* _Provided passage_
- - -

Step back, Socrates pronounced so-crates. Yes, we now have comments! You empty-headed animal-food-trough wipers! Your mother was a hamster and your father smelt of elderberries! Speaking of which, Carey commented yesterday that the words falling out of my mouth - or onto the 'net - are but a tiny window, a Truman-Show elevator, onto the swirling miasma that is my mind. One of these days i will find a nice irrational girl, and we'll have nice irrational kids, but for now my intelligent honeys have yet to transcend their logical roots, so i will continue to confound, and asphyxiate, you all.
To Do: 1. Get a job Sha-la-la la, Sha-la-la la-la 2. In this world, cleverness and artifice are synonymous. So when people wax the wild prophetic, i don't mind if you assume that we express in vanity, as long as, first, you assume that we don't.
Ah me! The weary eschatologist! It seems to me that we should do something about this word. What about those close encounters of body that linger for hours afterward?

- - -

Continue the rambling blog post above from its final sentence.

* _Extracted records_
- - -

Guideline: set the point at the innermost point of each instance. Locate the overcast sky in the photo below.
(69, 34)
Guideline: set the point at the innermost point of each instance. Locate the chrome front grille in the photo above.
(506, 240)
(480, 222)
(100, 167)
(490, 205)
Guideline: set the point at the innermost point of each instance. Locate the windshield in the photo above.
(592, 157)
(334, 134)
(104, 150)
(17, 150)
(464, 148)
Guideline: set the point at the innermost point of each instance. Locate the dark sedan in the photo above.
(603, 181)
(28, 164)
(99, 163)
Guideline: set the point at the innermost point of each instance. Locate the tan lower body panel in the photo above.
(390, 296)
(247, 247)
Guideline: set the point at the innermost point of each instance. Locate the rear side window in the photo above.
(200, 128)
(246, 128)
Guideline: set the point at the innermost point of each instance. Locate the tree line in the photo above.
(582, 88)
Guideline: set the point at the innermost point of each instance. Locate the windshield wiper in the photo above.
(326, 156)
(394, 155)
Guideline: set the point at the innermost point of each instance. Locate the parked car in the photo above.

- - -

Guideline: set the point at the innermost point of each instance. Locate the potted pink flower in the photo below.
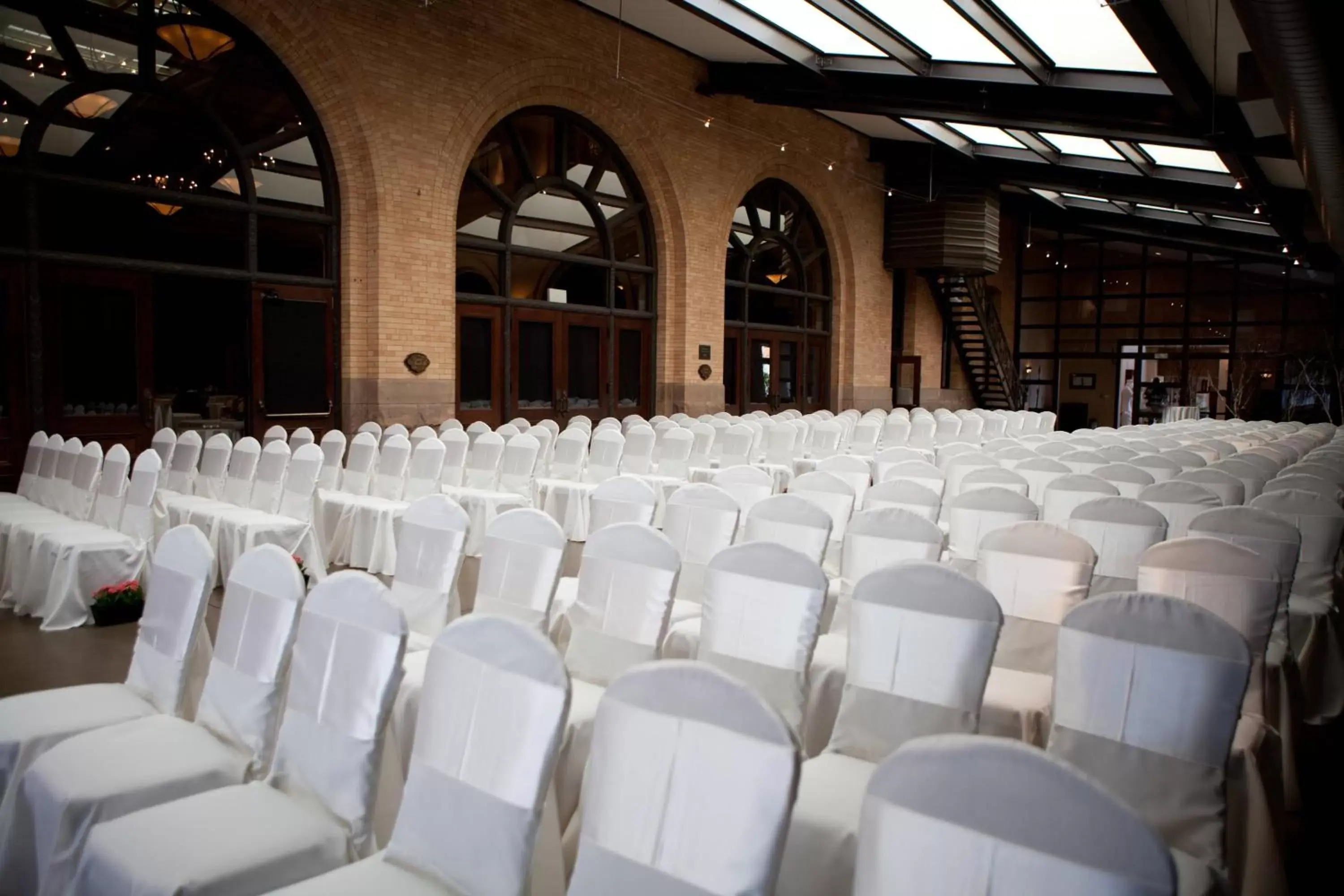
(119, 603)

- - -

* _Result for this task_
The word embrace attempts to supplement, but it's so far removed from the colloquial that it's better suited to paperback romance or Mel Brooks on Mad About You. Let's usurp hug from the Locutus of Perk, and allow it real meaning.
Or, if we find the trite sound inevitably desultory, let's enact a new word, like mearn. Upon consultation, my six-year-old brother suggests simply redefining pack.
Either way, it's time to remedy this! Everyone talks language, but nobody ever does anything about it. You've got to put down the duckie if you want to play the saxophone. To emily on her 19th birthday, Hey, you. It's been four years now. Maybe you had the right idea - surrender to an arbitrary imagined representation and move on. If i am evil, for instance, i guess you could be crazy.
Though you know i've never been the actor you were. And yes, losing us was traumaticbut isn't that part of living? But i don't mean to lecture the new you; she no longer listens to our hearts, nor the love we discovered. The pensive, caring, radiant, brave-hearted girl who wanted to keep me for ever and ever. Even if she only remains in my mind, even if this is the most selfish thing i've ever said, i'm sorry.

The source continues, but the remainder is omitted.